* _Article_:
*****
Question

Pure phosgene gas (COCl2,), 3.30 x 10-2 mol, was placed in a 1.50-L container. It was heated to 800K, and at equilibrium the pressure of CO was found to be 0.497 atm. Calculate the equilibrium constant, Kp, for the reaction: CO(g) Cl2(g) COCl2(g)

Answer 1

Answer : The value of equilibrium constant
`K_p` for the reaction is, 3.82

Explanation :

First we have to calculate the pressure of phosgene gas.

Using ideal gas equation:

`PV=nRT`

where,

P = Pressure of phosgene gas = ?

V = Volume of phosgene gas = 1.50 L

n = number of moles phosgene =
`3.30* 10^(-2)mol`

R = Gas constant =
`0.0821L.atm/mol.K`

T = Temperature of phosgene gas = 800 K

Putting values in above equation, we get:

`P* 1.50L=3.30* 10^(-2)mol* (0.0821L.atm/mol.K)* 800K`

`P=1.44atm`

Now we have to calculate the value of equilibrium constant.

The balanced equilibrium reaction is:

`CO(g)+Cl_2(g)\rightleftharpoons COCl_2(g)`

Initial pressure 0 0 1.44

At eqm. P P (1.44-P)

The expression of equilibrium constant
`K_p` for the reaction will be:

`K_p=((p_(COCl_2)))/((p_(CO))* (p_(Cl_2)))`

As we are given that:

`p_(CO)=0.497atm`

That means, P = 0.497 atm

`K_p=((1.44-P))/((P)* (P))`

Now put all the values in this expression, we get :

`K_p=((1.44-0.497))/((0.497)* (0.497))`

`K_p=3.82`

Thus, the value of equilibrium constant
`K_p` for the reaction is, 3.82
*****
* _Work instructions_: From the phosgene equilibrium problem, output the passage that opens with the words containing "Pure phosgene gas" and closes with "CO(g) Cl2(g) COCl2(g)", copied verbatim.

(Pointing and labeling entries)
*****
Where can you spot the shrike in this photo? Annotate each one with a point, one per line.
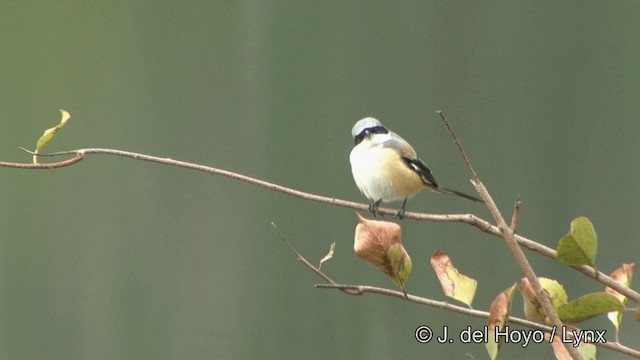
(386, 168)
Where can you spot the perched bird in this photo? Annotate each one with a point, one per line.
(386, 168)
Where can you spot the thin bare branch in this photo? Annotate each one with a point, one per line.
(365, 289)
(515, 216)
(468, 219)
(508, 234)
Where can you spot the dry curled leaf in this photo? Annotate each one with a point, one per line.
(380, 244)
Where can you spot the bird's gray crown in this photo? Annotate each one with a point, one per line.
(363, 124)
*****
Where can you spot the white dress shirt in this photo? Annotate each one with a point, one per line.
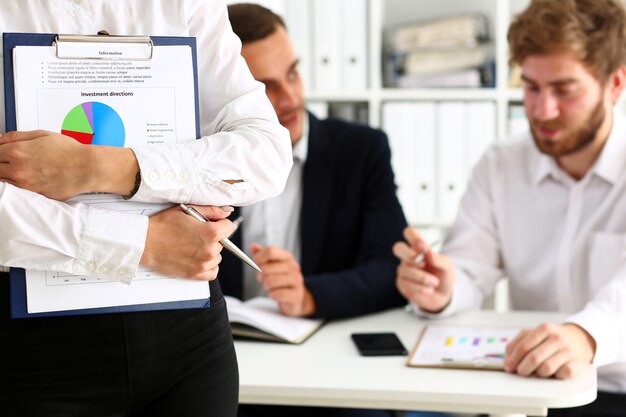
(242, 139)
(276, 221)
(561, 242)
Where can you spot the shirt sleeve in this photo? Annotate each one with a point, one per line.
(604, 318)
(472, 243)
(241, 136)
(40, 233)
*****
* _Final result_:
Pure phosgene gas (COCl2,), 3.30 x 10-2 mol, was placed in a 1.50-L container. It was heated to 800K, and at equilibrium the pressure of CO was found to be 0.497 atm. Calculate the equilibrium constant, Kp, for the reaction: CO(g) Cl2(g) COCl2(g)